--- BEGIN ---

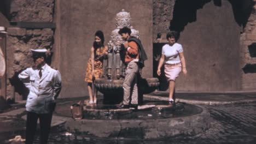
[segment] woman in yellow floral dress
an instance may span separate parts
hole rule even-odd
[[[88,82],[88,88],[90,97],[89,104],[97,103],[97,89],[95,89],[92,97],[93,80],[101,77],[103,75],[103,62],[107,55],[107,47],[104,46],[104,34],[101,31],[95,33],[95,39],[91,48],[91,57],[87,63],[85,81]]]

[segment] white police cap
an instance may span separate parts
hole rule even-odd
[[[0,27],[0,33],[7,33],[6,32],[5,27]]]
[[[47,50],[45,49],[30,49],[31,51],[32,51],[33,52],[38,52],[38,53],[45,53],[47,52]]]

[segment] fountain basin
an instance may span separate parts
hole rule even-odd
[[[103,104],[115,105],[121,103],[123,99],[124,80],[111,80],[106,78],[96,79],[94,85],[98,91],[103,94]],[[159,86],[157,78],[139,79],[138,104],[143,101],[143,94],[153,92]]]
[[[166,118],[68,121],[66,129],[88,136],[118,139],[161,139],[179,135],[195,135],[210,127],[210,113],[203,106],[184,104],[182,113]],[[123,111],[129,115],[129,110]],[[136,112],[132,111],[132,112]],[[147,111],[144,111],[146,115]]]

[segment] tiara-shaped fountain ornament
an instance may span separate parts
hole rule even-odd
[[[118,33],[124,27],[131,29],[131,36],[139,39],[139,31],[131,26],[130,13],[123,9],[116,15],[116,28],[111,32],[110,40],[108,43],[108,59],[106,67],[107,76],[95,79],[95,86],[103,94],[103,104],[117,104],[123,101],[124,89],[123,83],[125,75],[124,64],[125,49],[123,44],[125,42]],[[149,93],[158,88],[159,82],[157,78],[139,79],[139,89],[142,92],[138,97],[138,103],[143,101],[143,94]]]
[[[116,29],[111,32],[110,40],[108,43],[108,55],[107,65],[107,77],[109,79],[120,79],[124,76],[125,73],[124,67],[120,56],[121,51],[121,44],[124,42],[121,35],[118,33],[120,29],[124,27],[131,28],[131,36],[133,36],[139,39],[138,31],[133,28],[131,26],[131,18],[130,13],[126,12],[122,9],[121,12],[117,14],[115,17],[117,21],[115,23]],[[115,68],[115,70],[112,68]]]

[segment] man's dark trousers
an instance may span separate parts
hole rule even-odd
[[[26,130],[26,143],[32,144],[37,129],[37,122],[39,118],[40,123],[40,144],[47,143],[51,128],[53,113],[36,113],[27,111]]]

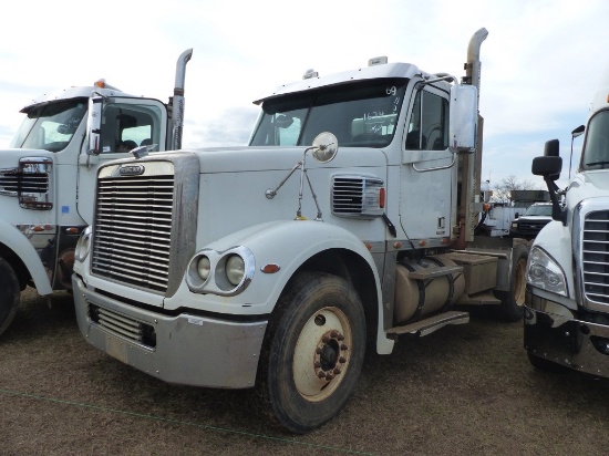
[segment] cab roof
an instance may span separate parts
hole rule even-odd
[[[265,94],[262,97],[256,100],[254,104],[261,104],[262,102],[275,99],[280,95],[290,93],[306,92],[312,89],[326,87],[330,85],[344,84],[348,82],[374,80],[383,77],[405,77],[411,79],[413,76],[430,76],[430,74],[419,70],[416,65],[412,63],[383,63],[374,64],[372,66],[364,66],[357,70],[343,71],[340,73],[329,74],[326,76],[318,76],[317,73],[309,71],[313,76],[310,79],[302,79],[292,83],[283,84],[276,87],[270,93]]]

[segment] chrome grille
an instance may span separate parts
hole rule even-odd
[[[584,292],[609,304],[609,211],[587,214],[582,236]]]
[[[156,333],[149,324],[94,304],[89,304],[89,317],[93,322],[116,335],[152,349],[156,346]]]
[[[100,177],[93,273],[164,293],[173,200],[173,175]]]

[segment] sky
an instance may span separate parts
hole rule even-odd
[[[29,0],[12,2],[4,18],[0,148],[19,111],[52,90],[104,77],[167,102],[189,48],[183,147],[246,145],[252,102],[309,69],[330,74],[386,55],[461,77],[469,38],[485,28],[482,180],[491,188],[510,176],[545,188],[530,164],[555,138],[566,185],[570,132],[586,123],[609,63],[605,0]]]

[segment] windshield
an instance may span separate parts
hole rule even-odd
[[[250,146],[310,146],[322,132],[333,133],[341,146],[388,146],[406,83],[374,80],[268,100]]]
[[[62,151],[81,124],[86,113],[86,99],[76,99],[30,108],[10,146]]]
[[[524,215],[551,217],[551,205],[529,206]]]
[[[590,118],[587,131],[581,167],[609,168],[609,111],[601,111]]]

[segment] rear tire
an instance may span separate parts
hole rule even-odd
[[[520,321],[525,314],[526,269],[528,249],[526,246],[516,246],[512,251],[512,271],[509,276],[509,291],[497,291],[502,300],[497,313],[505,321]]]
[[[353,392],[365,318],[353,287],[321,272],[296,277],[269,324],[261,395],[278,424],[303,434],[336,416]]]
[[[0,334],[11,324],[19,307],[21,289],[11,266],[0,258]]]

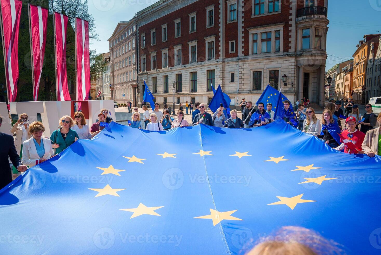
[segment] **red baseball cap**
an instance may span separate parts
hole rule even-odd
[[[352,121],[356,122],[356,118],[354,117],[348,117],[347,118],[347,119],[345,120],[345,123],[348,122],[349,121]]]

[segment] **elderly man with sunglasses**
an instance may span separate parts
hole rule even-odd
[[[212,116],[210,113],[205,111],[205,110],[206,110],[205,105],[202,103],[200,104],[199,109],[200,109],[200,113],[194,116],[192,123],[192,126],[195,126],[200,124],[213,126],[213,119],[212,118]]]

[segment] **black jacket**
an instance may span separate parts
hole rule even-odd
[[[207,121],[208,121],[208,125],[209,126],[213,126],[213,119],[212,118],[212,116],[210,115],[210,113],[208,113],[206,111],[204,111],[204,113],[205,114],[205,118],[207,119]],[[194,118],[193,119],[193,121],[192,122],[192,125],[195,126],[197,125],[197,124],[196,123],[199,121],[201,118],[201,113],[199,113],[194,116]]]
[[[231,117],[225,121],[224,126],[225,128],[243,128],[245,126],[243,126],[243,121],[238,117],[237,117],[235,123],[234,123],[234,122],[233,121],[233,119]]]
[[[0,132],[0,189],[12,181],[12,171],[8,157],[15,167],[21,165],[21,161],[14,147],[13,137]]]

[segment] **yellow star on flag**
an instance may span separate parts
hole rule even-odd
[[[122,211],[131,211],[133,213],[131,216],[130,219],[134,218],[143,214],[148,214],[150,215],[155,215],[156,216],[161,216],[160,214],[155,211],[159,208],[163,207],[163,206],[157,206],[154,207],[147,207],[141,203],[138,206],[137,208],[132,208],[131,209],[120,209]]]
[[[306,199],[301,199],[304,194],[301,194],[292,197],[278,197],[276,196],[280,201],[272,203],[267,204],[267,205],[286,205],[288,207],[294,210],[296,205],[299,203],[308,203],[309,202],[316,202],[314,200],[306,200]]]
[[[285,161],[286,160],[287,160],[283,158],[284,157],[284,156],[282,156],[281,157],[279,157],[279,158],[274,158],[274,157],[269,157],[271,159],[268,160],[265,160],[265,161],[272,161],[275,162],[277,164],[278,164],[281,161]]]
[[[111,195],[112,196],[120,197],[120,196],[118,195],[117,192],[118,191],[123,190],[126,189],[112,189],[110,186],[110,185],[107,184],[103,189],[91,189],[92,190],[94,190],[94,191],[99,192],[96,196],[94,197],[100,197],[101,196],[102,196],[104,195]]]
[[[125,170],[115,169],[114,168],[114,167],[112,166],[112,165],[110,165],[110,166],[108,167],[107,168],[103,167],[98,167],[98,166],[96,166],[96,167],[98,169],[103,170],[103,173],[101,174],[101,175],[102,175],[103,174],[115,174],[115,175],[118,175],[119,176],[120,176],[120,175],[118,172],[122,172],[122,171],[126,171]]]
[[[315,183],[317,183],[319,185],[322,184],[322,182],[324,181],[328,181],[328,180],[333,180],[333,179],[338,179],[338,178],[326,178],[325,176],[327,176],[326,175],[323,175],[323,176],[320,176],[320,177],[317,177],[316,178],[303,178],[304,179],[306,179],[307,180],[306,181],[304,181],[303,182],[300,182],[300,183],[298,183],[298,184],[302,184],[303,183],[308,183],[309,182],[315,182]]]
[[[204,152],[202,150],[200,150],[200,152],[197,152],[197,153],[194,153],[194,154],[200,154],[200,157],[202,157],[204,155],[213,155],[213,154],[210,154],[210,153],[212,152],[212,151],[209,152]]]
[[[162,156],[163,158],[176,158],[176,157],[174,157],[175,155],[177,155],[177,154],[170,154],[169,153],[167,153],[166,152],[164,152],[163,154],[156,154],[157,155],[160,155],[160,156]]]
[[[249,152],[235,152],[235,154],[229,155],[229,156],[237,156],[239,158],[240,158],[244,156],[251,156],[251,155],[249,155],[247,154]]]
[[[144,164],[142,162],[142,160],[145,160],[146,158],[138,158],[135,157],[135,155],[133,155],[132,157],[125,157],[125,156],[123,156],[123,158],[128,158],[128,163],[129,163],[131,162],[137,162],[139,163],[141,163],[142,164]]]
[[[236,221],[243,221],[242,219],[239,219],[231,215],[236,211],[237,210],[228,211],[227,211],[219,212],[213,209],[210,209],[210,214],[203,216],[195,217],[195,219],[211,219],[213,221],[213,226],[215,226],[219,223],[221,221],[224,219],[232,219]]]
[[[295,166],[297,167],[298,169],[291,170],[291,171],[299,171],[299,170],[303,170],[305,172],[308,173],[310,171],[310,170],[312,169],[317,169],[318,168],[322,168],[321,167],[314,167],[313,164],[310,165],[309,166]]]

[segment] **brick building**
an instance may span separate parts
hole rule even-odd
[[[237,105],[266,85],[322,105],[327,0],[161,0],[136,13],[139,84],[156,102],[208,103],[210,84]],[[287,83],[282,76],[285,74]]]
[[[109,39],[111,100],[137,105],[136,27],[133,19],[118,23]]]

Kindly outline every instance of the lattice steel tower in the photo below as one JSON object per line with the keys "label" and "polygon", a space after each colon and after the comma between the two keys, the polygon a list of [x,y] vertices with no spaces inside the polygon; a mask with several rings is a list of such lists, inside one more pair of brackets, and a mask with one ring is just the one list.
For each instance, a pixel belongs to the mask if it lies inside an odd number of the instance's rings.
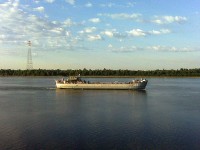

--- END ---

# [Set problem]
Reproduce word for word the text starting at the line that contains "Kindly outline every" and ending at the end of the rows above. Leave the pictures out of your answer.

# [Complete answer]
Kindly outline every instance of the lattice steel tower in the photo below as one JSON object per line with the keys "label" and "polygon", a space after each colon and after the comma between the two keys, the polygon a list of [x,y] vertices with no spaces inside the polygon; a mask with several rings is a list of such lists, inside one more pair of brackets, and a mask with one ring is just the one list.
For each instance, a pixel belongs to the mask if it lies inside an odd number of the instance's rings.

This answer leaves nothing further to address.